DATASET EXCERPTS ▸
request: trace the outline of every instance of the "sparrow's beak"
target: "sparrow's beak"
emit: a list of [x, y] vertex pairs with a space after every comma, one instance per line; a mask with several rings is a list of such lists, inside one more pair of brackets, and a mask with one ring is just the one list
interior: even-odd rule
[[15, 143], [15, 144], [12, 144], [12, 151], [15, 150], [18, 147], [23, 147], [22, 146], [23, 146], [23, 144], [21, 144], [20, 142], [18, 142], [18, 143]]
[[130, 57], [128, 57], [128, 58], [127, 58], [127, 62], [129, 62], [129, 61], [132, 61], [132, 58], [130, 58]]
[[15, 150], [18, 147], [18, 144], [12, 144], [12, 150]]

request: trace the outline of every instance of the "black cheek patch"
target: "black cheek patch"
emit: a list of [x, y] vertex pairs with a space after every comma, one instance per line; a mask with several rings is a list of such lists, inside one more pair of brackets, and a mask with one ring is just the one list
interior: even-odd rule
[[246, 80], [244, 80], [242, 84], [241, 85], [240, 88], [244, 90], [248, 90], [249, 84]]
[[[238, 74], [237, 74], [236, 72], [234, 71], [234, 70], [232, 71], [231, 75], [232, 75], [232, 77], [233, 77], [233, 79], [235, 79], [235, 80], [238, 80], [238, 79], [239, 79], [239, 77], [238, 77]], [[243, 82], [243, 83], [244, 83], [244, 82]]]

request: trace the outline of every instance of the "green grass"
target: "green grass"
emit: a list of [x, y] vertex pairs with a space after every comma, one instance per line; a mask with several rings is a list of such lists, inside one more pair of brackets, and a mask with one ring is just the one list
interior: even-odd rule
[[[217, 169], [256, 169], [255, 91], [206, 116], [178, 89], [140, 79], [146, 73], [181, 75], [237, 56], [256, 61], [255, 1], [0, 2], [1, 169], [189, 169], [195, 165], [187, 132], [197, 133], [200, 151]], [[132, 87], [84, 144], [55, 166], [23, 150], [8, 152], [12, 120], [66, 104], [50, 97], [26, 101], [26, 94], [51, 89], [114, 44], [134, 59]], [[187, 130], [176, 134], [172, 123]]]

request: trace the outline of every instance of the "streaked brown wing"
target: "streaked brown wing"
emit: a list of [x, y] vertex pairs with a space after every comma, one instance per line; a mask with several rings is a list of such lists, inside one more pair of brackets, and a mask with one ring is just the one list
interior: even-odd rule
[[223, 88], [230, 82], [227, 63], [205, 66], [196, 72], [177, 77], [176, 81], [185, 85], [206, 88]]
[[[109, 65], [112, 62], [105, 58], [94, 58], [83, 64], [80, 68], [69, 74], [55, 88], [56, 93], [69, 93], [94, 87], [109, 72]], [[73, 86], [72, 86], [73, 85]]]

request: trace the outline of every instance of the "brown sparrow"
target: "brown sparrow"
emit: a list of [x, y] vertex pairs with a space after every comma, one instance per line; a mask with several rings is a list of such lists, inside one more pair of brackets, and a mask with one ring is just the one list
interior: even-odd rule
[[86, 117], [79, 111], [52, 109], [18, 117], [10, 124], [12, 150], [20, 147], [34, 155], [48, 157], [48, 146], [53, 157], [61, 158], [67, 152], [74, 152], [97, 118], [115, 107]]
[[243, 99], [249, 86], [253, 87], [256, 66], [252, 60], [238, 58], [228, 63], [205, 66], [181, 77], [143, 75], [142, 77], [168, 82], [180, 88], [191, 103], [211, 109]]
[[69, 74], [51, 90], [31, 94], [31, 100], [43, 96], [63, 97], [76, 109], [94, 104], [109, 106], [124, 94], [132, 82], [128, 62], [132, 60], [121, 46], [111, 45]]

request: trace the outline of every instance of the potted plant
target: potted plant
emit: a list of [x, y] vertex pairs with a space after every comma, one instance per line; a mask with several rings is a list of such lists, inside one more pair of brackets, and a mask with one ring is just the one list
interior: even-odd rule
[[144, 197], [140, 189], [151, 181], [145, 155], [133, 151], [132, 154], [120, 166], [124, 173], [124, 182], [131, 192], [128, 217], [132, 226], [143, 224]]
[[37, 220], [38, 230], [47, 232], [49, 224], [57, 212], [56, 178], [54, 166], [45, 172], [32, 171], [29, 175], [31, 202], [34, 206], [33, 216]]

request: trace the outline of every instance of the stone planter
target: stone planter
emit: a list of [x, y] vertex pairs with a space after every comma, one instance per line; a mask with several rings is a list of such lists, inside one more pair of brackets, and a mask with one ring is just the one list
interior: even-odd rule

REQUIREMENT ▸ Exactly reproduce all of the entries.

COMPLETE OUTPUT ▸
request: trace the outline of every instance of the "sparrow's beak"
target: "sparrow's beak"
emit: a list of [x, y] vertex pairs with a space after every comma, one instance per line; a mask with several rings is a list of such lists, inside one more pair of brackets, and a mask with one ring is just the one list
interior: even-odd rule
[[15, 143], [15, 144], [12, 144], [12, 151], [15, 150], [18, 147], [23, 147], [22, 146], [23, 146], [23, 144], [21, 144], [20, 142], [18, 142], [18, 143]]
[[130, 57], [128, 57], [128, 58], [127, 58], [127, 62], [129, 62], [129, 61], [132, 61], [132, 58], [130, 58]]
[[15, 150], [18, 147], [18, 144], [12, 144], [12, 150]]

request: trace the outline of every instance of the "black cheek patch"
target: "black cheek patch"
emit: a list of [x, y] vertex pairs with a space after every comma, one instance per line; a mask with several rings is a list of such lists, inside one more pair of brackets, and a mask with one ring is just the one list
interior: even-odd rule
[[246, 80], [244, 80], [242, 84], [241, 85], [240, 88], [244, 90], [248, 90], [249, 84]]
[[[238, 74], [237, 74], [236, 72], [234, 71], [234, 70], [232, 71], [231, 75], [232, 75], [232, 77], [233, 77], [233, 79], [235, 79], [235, 80], [238, 80], [238, 79], [239, 79], [239, 77], [238, 77]], [[243, 82], [243, 83], [244, 83], [244, 82]]]

request: trace the outline of every instance of the "green grass"
target: "green grass"
emit: a list of [x, y] vertex pairs with a space after every comma, one instance per line; a mask with several rings is a list of such lists, inside one more pair of brackets, and a mask with one ring is just the one list
interior: even-odd rule
[[[217, 169], [256, 169], [255, 91], [206, 116], [178, 89], [140, 79], [146, 73], [181, 75], [237, 56], [256, 61], [255, 1], [0, 2], [1, 169], [189, 169], [195, 165], [187, 132], [197, 133], [200, 151]], [[132, 87], [84, 144], [55, 166], [23, 150], [8, 152], [12, 120], [66, 104], [50, 97], [26, 101], [26, 94], [51, 89], [114, 44], [134, 59]], [[187, 130], [176, 134], [172, 123]]]

request: trace the outline of every instance of the "streaked brown wing"
target: "streaked brown wing"
emit: a list of [x, y] vertex pairs with a space after every comma, one instance per line; a mask with several rings is a list of such lists, inside one more pair of brackets, and a mask with one ring is just the one list
interior: even-odd rule
[[223, 88], [230, 82], [227, 63], [205, 66], [196, 72], [177, 77], [176, 81], [185, 85], [206, 88]]
[[[109, 65], [112, 62], [105, 58], [94, 58], [83, 64], [80, 68], [69, 74], [55, 88], [56, 93], [69, 93], [94, 87], [109, 72]], [[73, 86], [72, 86], [73, 85]]]

request: trace the outline of every instance of the "brown sparrow"
target: "brown sparrow"
emit: a list of [x, y] vertex pairs with a space after every comma, one instance per line; a mask with several rings is a list of such lists, inside one more pair of brackets, and a mask with one ring is just the one list
interior: even-odd rule
[[86, 117], [79, 111], [52, 109], [18, 117], [10, 124], [12, 150], [20, 147], [34, 155], [48, 157], [48, 146], [53, 157], [61, 158], [67, 152], [74, 152], [97, 118], [115, 107]]
[[243, 99], [249, 86], [253, 87], [256, 66], [252, 60], [238, 58], [228, 63], [205, 66], [181, 77], [143, 75], [142, 77], [168, 82], [180, 88], [191, 103], [211, 109]]
[[69, 74], [51, 90], [31, 94], [31, 100], [43, 96], [63, 97], [76, 109], [94, 104], [109, 106], [124, 94], [132, 82], [128, 62], [132, 60], [121, 46], [111, 45]]

request: trace the outline of every instance of the potted plant
target: potted plant
emit: a list of [x, y] vertex pairs with a space after every comma, one instance per line; a mask with several rings is a list of such lists, inside one more pair of brackets, and a mask with one ring is just the one list
interior: even-odd rule
[[144, 197], [140, 189], [151, 181], [145, 155], [133, 151], [132, 154], [120, 166], [124, 173], [124, 182], [131, 192], [128, 217], [132, 226], [143, 224]]
[[37, 220], [38, 230], [47, 232], [49, 224], [57, 212], [56, 178], [54, 166], [45, 172], [32, 171], [29, 175], [31, 202], [34, 206], [33, 216]]

request: trace the outline of every instance of the stone planter
target: stone planter
emit: a list of [x, y] vertex pairs with a space after every comma, one instance per line; a mask with several rings is a list of such lists, inside one more pair of brackets, and a mask with one ring is just the one list
interior: even-odd rule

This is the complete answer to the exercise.